◆ DATASET ◆
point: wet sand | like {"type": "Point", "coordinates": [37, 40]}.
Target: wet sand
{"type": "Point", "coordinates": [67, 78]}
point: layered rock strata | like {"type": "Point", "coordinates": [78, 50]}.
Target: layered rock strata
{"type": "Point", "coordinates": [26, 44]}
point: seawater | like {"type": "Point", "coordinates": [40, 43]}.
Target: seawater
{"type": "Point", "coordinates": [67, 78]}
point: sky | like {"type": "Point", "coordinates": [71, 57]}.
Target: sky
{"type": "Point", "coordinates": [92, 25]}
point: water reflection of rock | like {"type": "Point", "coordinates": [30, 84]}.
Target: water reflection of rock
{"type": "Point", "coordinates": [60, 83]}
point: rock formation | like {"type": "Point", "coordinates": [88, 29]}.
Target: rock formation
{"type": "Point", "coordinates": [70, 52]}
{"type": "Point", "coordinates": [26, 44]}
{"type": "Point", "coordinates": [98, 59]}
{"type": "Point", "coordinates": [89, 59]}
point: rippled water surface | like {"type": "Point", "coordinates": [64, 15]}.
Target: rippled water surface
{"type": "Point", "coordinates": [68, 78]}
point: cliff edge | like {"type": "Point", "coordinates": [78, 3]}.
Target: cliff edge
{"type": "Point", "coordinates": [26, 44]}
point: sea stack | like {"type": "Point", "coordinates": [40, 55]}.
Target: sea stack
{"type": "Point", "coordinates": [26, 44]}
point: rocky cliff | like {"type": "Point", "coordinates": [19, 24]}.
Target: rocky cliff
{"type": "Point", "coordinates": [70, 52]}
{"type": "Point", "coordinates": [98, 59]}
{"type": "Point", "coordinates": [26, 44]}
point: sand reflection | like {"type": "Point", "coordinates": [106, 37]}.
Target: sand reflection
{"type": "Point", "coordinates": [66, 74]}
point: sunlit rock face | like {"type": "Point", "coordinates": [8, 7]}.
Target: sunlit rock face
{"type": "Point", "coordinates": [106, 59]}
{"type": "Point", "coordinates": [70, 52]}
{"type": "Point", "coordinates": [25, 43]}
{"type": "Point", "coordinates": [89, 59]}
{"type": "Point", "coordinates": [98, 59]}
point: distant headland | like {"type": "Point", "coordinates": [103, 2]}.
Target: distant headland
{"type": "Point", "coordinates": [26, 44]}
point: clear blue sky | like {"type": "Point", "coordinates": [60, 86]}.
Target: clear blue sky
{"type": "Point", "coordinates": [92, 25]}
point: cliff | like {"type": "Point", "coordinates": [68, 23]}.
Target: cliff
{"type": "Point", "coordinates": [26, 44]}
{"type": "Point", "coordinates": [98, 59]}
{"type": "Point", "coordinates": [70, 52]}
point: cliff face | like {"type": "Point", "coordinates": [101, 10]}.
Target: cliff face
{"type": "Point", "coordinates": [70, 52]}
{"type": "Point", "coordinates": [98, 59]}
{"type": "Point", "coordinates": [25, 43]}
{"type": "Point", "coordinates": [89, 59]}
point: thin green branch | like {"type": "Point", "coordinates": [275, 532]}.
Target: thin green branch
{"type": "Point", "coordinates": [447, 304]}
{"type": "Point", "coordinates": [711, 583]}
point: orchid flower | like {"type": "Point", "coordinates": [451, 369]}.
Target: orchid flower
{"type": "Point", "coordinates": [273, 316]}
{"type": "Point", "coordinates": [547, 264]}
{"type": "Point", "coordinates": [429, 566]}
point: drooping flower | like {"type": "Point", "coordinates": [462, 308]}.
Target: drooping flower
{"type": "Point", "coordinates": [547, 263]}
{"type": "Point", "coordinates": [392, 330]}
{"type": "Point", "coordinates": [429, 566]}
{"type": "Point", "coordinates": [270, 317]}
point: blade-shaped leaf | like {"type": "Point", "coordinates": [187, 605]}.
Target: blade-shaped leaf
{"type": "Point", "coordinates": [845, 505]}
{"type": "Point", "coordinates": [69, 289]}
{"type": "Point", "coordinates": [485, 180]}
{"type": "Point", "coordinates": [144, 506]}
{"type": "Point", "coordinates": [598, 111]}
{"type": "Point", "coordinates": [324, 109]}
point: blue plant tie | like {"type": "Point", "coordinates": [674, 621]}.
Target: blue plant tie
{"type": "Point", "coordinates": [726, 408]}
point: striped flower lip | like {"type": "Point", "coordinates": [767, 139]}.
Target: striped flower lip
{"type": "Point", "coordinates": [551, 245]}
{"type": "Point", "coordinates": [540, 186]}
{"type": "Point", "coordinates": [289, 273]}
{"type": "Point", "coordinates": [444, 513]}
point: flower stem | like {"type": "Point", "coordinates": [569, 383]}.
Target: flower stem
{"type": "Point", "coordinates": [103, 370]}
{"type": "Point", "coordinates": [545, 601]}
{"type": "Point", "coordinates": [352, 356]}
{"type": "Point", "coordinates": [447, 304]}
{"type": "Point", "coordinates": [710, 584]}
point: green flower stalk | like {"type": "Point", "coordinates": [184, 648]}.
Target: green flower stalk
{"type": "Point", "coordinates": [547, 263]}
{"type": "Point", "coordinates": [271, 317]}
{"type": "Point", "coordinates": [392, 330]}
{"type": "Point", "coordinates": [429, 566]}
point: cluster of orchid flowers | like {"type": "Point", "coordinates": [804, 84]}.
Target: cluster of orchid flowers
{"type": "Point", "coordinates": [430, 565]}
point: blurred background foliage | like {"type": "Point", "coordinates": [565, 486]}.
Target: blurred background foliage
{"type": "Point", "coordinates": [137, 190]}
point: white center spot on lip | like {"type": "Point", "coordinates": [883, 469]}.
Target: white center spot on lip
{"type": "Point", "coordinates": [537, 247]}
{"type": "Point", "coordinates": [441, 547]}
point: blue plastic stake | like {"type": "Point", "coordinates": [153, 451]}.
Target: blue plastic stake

◆ WHAT TO DO ◆
Each record must be returned exactly as it is written.

◆ TASK SOLUTION ◆
point: wet sand | like {"type": "Point", "coordinates": [37, 40]}.
Target: wet sand
{"type": "Point", "coordinates": [67, 78]}
point: layered rock strata | like {"type": "Point", "coordinates": [78, 50]}.
Target: layered rock strata
{"type": "Point", "coordinates": [26, 44]}
point: seawater | like {"type": "Point", "coordinates": [40, 43]}.
Target: seawater
{"type": "Point", "coordinates": [67, 78]}
point: sky | like {"type": "Point", "coordinates": [71, 57]}.
Target: sky
{"type": "Point", "coordinates": [92, 25]}
point: water reflection of rock | like {"type": "Point", "coordinates": [30, 84]}.
Target: water reflection of rock
{"type": "Point", "coordinates": [60, 83]}
point: rock formation | like {"type": "Point", "coordinates": [88, 29]}.
Target: rock formation
{"type": "Point", "coordinates": [70, 52]}
{"type": "Point", "coordinates": [26, 44]}
{"type": "Point", "coordinates": [98, 59]}
{"type": "Point", "coordinates": [89, 59]}
point: rippled water surface | like {"type": "Point", "coordinates": [64, 15]}.
Target: rippled water surface
{"type": "Point", "coordinates": [68, 78]}
point: cliff edge | like {"type": "Point", "coordinates": [78, 3]}.
Target: cliff edge
{"type": "Point", "coordinates": [26, 44]}
point: sea stack | like {"type": "Point", "coordinates": [40, 55]}.
Target: sea stack
{"type": "Point", "coordinates": [26, 44]}
point: rocky cliff | like {"type": "Point", "coordinates": [19, 24]}.
Target: rocky cliff
{"type": "Point", "coordinates": [70, 52]}
{"type": "Point", "coordinates": [98, 59]}
{"type": "Point", "coordinates": [26, 44]}
point: sand reflection | like {"type": "Point", "coordinates": [106, 37]}.
Target: sand reflection
{"type": "Point", "coordinates": [66, 74]}
point: sunlit rock face | like {"type": "Point", "coordinates": [8, 7]}.
Target: sunlit rock face
{"type": "Point", "coordinates": [106, 59]}
{"type": "Point", "coordinates": [70, 52]}
{"type": "Point", "coordinates": [25, 43]}
{"type": "Point", "coordinates": [89, 59]}
{"type": "Point", "coordinates": [98, 59]}
point: distant headland | like {"type": "Point", "coordinates": [103, 2]}.
Target: distant headland
{"type": "Point", "coordinates": [26, 44]}
point: clear blue sky | like {"type": "Point", "coordinates": [60, 86]}.
Target: clear blue sky
{"type": "Point", "coordinates": [92, 25]}
point: cliff | like {"type": "Point", "coordinates": [68, 23]}.
Target: cliff
{"type": "Point", "coordinates": [26, 44]}
{"type": "Point", "coordinates": [98, 59]}
{"type": "Point", "coordinates": [70, 52]}
point: cliff face | like {"type": "Point", "coordinates": [101, 10]}.
Target: cliff face
{"type": "Point", "coordinates": [70, 52]}
{"type": "Point", "coordinates": [98, 59]}
{"type": "Point", "coordinates": [25, 43]}
{"type": "Point", "coordinates": [89, 59]}
point: thin green branch | like {"type": "Point", "coordinates": [275, 532]}.
Target: thin green branch
{"type": "Point", "coordinates": [447, 304]}
{"type": "Point", "coordinates": [711, 583]}
point: orchid flower | like {"type": "Point", "coordinates": [451, 369]}.
Target: orchid flower
{"type": "Point", "coordinates": [273, 316]}
{"type": "Point", "coordinates": [547, 264]}
{"type": "Point", "coordinates": [429, 566]}
point: drooping flower | like {"type": "Point", "coordinates": [462, 308]}.
Target: drooping flower
{"type": "Point", "coordinates": [547, 263]}
{"type": "Point", "coordinates": [392, 330]}
{"type": "Point", "coordinates": [429, 566]}
{"type": "Point", "coordinates": [270, 317]}
point: blade-shaped leaf | like {"type": "Point", "coordinates": [187, 605]}.
Target: blade-shaped leaf
{"type": "Point", "coordinates": [845, 505]}
{"type": "Point", "coordinates": [69, 289]}
{"type": "Point", "coordinates": [485, 180]}
{"type": "Point", "coordinates": [144, 506]}
{"type": "Point", "coordinates": [598, 111]}
{"type": "Point", "coordinates": [324, 109]}
point: blue plant tie | like {"type": "Point", "coordinates": [674, 621]}.
Target: blue plant tie
{"type": "Point", "coordinates": [726, 408]}
point: striped flower lip | like {"type": "Point", "coordinates": [767, 139]}.
Target: striped flower lip
{"type": "Point", "coordinates": [551, 245]}
{"type": "Point", "coordinates": [540, 186]}
{"type": "Point", "coordinates": [289, 273]}
{"type": "Point", "coordinates": [444, 513]}
point: flower stem | like {"type": "Point", "coordinates": [569, 383]}.
Target: flower stem
{"type": "Point", "coordinates": [103, 370]}
{"type": "Point", "coordinates": [545, 601]}
{"type": "Point", "coordinates": [352, 356]}
{"type": "Point", "coordinates": [447, 304]}
{"type": "Point", "coordinates": [710, 584]}
point: green flower stalk | like {"type": "Point", "coordinates": [184, 648]}.
Target: green flower stalk
{"type": "Point", "coordinates": [547, 263]}
{"type": "Point", "coordinates": [271, 317]}
{"type": "Point", "coordinates": [392, 330]}
{"type": "Point", "coordinates": [429, 566]}
point: cluster of orchid flowers | like {"type": "Point", "coordinates": [804, 84]}.
Target: cluster of orchid flowers
{"type": "Point", "coordinates": [430, 565]}
point: blurred background foliage | like {"type": "Point", "coordinates": [565, 486]}.
Target: blurred background foliage
{"type": "Point", "coordinates": [137, 190]}
point: white center spot on lip | like {"type": "Point", "coordinates": [883, 469]}.
Target: white center spot on lip
{"type": "Point", "coordinates": [537, 247]}
{"type": "Point", "coordinates": [441, 547]}
point: blue plastic stake | like {"type": "Point", "coordinates": [153, 451]}.
Target: blue plastic stake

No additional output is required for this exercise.